» **Activity**
Would you please copy every line from the records that contains the word "black"?

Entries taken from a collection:
/---

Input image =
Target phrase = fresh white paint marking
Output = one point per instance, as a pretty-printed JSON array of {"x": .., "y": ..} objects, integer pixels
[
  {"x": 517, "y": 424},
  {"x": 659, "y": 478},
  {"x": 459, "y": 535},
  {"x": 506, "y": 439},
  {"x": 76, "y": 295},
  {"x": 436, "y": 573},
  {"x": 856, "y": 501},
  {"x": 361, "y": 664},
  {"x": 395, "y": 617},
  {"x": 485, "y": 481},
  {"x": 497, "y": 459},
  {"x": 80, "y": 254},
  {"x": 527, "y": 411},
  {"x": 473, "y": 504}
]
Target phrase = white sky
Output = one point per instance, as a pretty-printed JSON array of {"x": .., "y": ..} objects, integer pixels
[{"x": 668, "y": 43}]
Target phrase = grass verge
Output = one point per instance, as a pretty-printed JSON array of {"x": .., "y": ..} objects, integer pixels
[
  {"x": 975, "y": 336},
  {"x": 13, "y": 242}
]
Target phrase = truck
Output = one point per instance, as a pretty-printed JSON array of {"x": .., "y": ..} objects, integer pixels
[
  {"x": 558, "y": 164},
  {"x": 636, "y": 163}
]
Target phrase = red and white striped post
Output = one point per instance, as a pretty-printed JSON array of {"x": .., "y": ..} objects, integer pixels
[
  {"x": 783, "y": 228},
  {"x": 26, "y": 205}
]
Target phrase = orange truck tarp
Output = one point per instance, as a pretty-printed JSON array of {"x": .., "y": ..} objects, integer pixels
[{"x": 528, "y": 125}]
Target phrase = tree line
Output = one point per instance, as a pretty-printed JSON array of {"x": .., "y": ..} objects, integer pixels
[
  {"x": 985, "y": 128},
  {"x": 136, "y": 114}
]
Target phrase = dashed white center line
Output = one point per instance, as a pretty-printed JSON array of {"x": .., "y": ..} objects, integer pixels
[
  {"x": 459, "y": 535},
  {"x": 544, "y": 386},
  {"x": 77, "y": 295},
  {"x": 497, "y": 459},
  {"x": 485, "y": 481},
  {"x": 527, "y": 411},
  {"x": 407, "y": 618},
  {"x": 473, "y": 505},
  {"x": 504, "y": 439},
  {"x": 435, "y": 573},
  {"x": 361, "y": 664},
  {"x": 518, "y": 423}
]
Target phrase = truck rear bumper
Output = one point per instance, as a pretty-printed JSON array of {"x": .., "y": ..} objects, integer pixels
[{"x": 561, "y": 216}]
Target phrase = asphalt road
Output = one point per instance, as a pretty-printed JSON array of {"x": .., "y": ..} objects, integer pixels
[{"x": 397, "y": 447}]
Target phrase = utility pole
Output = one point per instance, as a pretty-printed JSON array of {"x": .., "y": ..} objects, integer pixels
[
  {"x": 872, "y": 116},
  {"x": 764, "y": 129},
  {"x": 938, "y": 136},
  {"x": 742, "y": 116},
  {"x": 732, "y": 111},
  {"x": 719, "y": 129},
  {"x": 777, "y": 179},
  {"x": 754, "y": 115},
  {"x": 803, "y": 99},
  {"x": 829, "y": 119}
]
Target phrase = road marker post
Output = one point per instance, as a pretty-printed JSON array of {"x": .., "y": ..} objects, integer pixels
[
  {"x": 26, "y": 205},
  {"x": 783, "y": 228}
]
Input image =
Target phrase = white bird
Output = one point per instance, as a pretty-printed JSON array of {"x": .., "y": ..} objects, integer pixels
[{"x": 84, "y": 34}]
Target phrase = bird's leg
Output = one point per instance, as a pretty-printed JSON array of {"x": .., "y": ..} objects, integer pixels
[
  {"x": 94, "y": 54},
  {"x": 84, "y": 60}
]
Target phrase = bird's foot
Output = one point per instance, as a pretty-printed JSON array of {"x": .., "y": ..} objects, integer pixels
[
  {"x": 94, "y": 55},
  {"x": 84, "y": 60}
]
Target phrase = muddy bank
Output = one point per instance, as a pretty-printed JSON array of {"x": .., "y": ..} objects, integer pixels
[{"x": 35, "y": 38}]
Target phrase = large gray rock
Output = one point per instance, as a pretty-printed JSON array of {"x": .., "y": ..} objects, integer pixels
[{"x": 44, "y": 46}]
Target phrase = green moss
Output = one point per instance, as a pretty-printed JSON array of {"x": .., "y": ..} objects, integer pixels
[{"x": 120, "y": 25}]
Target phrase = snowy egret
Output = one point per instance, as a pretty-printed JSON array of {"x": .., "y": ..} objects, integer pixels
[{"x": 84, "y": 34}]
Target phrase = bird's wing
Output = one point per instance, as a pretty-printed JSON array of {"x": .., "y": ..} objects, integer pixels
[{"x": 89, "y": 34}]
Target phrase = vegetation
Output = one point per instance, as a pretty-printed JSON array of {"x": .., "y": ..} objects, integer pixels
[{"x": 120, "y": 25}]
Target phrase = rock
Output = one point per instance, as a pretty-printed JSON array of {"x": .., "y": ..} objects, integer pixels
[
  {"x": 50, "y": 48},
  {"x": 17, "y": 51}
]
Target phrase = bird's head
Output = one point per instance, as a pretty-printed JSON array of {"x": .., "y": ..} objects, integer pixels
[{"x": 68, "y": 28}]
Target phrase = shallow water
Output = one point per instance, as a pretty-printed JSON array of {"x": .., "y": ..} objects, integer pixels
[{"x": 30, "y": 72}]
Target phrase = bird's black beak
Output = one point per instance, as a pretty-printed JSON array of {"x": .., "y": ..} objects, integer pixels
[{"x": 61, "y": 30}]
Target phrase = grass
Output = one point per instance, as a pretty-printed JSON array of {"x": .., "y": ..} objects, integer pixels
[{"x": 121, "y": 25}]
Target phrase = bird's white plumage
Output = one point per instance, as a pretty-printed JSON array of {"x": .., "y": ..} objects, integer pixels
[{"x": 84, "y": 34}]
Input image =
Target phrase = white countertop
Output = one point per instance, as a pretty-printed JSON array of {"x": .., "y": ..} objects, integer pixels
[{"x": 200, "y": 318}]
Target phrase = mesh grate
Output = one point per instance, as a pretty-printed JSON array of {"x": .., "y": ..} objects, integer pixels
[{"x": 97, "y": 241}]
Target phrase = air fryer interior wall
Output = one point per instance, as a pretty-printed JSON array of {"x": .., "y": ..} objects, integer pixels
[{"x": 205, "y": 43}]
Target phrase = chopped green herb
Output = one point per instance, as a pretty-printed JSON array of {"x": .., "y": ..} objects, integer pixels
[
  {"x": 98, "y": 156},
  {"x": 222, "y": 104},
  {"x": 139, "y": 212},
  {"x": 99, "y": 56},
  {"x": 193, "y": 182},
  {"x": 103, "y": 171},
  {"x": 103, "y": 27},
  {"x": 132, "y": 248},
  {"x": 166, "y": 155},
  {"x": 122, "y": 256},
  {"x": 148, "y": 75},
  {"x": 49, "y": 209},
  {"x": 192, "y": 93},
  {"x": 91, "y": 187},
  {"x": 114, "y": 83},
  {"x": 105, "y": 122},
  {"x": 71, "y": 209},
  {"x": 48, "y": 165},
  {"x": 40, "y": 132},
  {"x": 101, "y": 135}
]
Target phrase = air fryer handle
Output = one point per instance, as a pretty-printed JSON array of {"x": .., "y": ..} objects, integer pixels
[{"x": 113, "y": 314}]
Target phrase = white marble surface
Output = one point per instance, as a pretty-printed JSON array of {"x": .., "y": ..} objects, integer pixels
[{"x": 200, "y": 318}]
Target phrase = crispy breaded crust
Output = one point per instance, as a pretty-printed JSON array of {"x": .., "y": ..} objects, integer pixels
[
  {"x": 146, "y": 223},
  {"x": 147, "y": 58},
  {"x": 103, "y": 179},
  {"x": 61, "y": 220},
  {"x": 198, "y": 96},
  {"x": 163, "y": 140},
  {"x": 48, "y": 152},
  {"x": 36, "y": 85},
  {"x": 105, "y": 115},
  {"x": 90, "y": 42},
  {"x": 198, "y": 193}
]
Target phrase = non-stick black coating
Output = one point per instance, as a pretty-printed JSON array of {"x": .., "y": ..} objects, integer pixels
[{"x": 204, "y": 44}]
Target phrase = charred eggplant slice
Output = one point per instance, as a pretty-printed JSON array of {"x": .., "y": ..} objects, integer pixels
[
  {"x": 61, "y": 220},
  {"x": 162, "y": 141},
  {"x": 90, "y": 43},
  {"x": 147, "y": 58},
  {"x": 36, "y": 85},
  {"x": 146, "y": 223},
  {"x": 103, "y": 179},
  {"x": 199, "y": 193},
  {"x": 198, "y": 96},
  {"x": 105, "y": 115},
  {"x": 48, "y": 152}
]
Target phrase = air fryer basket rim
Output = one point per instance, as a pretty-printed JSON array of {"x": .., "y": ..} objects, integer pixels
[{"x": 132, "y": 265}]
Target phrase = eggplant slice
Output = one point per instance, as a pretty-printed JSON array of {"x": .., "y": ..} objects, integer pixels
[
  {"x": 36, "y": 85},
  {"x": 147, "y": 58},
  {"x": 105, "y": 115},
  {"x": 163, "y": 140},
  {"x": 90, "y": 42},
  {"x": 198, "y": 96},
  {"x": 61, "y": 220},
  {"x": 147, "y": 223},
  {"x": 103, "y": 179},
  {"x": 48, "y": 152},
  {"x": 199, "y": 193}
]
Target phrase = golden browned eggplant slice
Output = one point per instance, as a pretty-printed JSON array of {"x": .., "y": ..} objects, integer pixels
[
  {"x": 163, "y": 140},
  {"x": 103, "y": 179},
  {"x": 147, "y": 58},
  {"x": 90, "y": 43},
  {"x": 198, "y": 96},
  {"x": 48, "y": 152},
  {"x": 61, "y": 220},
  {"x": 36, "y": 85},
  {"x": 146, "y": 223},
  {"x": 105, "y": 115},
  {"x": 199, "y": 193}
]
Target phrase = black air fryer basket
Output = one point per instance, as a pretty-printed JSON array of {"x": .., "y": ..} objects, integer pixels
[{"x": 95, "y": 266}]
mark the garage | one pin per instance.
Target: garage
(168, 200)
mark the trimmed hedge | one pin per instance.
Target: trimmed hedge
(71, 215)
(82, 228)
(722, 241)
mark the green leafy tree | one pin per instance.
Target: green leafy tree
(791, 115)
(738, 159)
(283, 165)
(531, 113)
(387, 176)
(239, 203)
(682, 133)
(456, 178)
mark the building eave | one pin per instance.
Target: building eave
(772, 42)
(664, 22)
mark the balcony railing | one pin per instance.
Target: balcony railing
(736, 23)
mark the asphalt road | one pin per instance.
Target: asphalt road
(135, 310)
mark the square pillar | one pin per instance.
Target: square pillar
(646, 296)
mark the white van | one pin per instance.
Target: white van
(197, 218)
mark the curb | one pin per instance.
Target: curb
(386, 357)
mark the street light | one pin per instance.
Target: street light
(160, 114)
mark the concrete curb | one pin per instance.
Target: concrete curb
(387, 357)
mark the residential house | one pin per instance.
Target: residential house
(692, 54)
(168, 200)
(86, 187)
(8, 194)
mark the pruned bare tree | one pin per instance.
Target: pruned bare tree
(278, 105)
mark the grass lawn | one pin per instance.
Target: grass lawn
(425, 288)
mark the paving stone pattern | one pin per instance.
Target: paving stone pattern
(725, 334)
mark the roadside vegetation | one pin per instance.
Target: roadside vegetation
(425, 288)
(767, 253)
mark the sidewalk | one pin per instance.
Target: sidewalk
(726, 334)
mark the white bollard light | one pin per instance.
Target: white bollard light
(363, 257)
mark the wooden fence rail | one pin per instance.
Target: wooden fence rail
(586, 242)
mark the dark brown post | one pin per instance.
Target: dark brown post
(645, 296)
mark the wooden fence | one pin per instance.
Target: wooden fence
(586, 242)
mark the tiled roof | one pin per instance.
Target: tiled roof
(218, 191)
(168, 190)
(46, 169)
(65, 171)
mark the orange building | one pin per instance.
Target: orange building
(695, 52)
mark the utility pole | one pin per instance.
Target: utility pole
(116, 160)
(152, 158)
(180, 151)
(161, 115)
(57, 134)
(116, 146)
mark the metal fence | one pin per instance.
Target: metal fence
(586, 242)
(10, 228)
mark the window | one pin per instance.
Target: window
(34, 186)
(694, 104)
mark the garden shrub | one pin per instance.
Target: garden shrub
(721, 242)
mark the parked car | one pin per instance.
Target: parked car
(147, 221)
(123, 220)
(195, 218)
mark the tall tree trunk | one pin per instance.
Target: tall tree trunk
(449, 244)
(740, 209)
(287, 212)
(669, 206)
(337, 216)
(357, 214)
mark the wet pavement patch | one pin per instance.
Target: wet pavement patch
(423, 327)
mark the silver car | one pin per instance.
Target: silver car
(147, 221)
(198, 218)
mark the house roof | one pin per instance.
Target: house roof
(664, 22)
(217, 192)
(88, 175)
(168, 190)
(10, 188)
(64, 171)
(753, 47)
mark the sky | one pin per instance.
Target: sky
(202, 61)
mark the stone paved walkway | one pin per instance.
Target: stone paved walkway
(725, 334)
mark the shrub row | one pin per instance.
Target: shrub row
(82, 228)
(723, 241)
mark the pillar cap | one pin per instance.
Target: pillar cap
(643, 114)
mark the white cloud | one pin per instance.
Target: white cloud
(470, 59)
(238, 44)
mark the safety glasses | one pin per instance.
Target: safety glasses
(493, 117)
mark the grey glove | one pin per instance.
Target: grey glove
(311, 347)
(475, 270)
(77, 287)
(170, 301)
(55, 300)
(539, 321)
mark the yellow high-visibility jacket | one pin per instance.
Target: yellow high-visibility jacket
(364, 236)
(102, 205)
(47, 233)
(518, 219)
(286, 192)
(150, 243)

\---

» **Reply to the exercise**
Target phrase = bird's black beak
Target phrase = non-stick black coating
Target phrase = black air fryer basket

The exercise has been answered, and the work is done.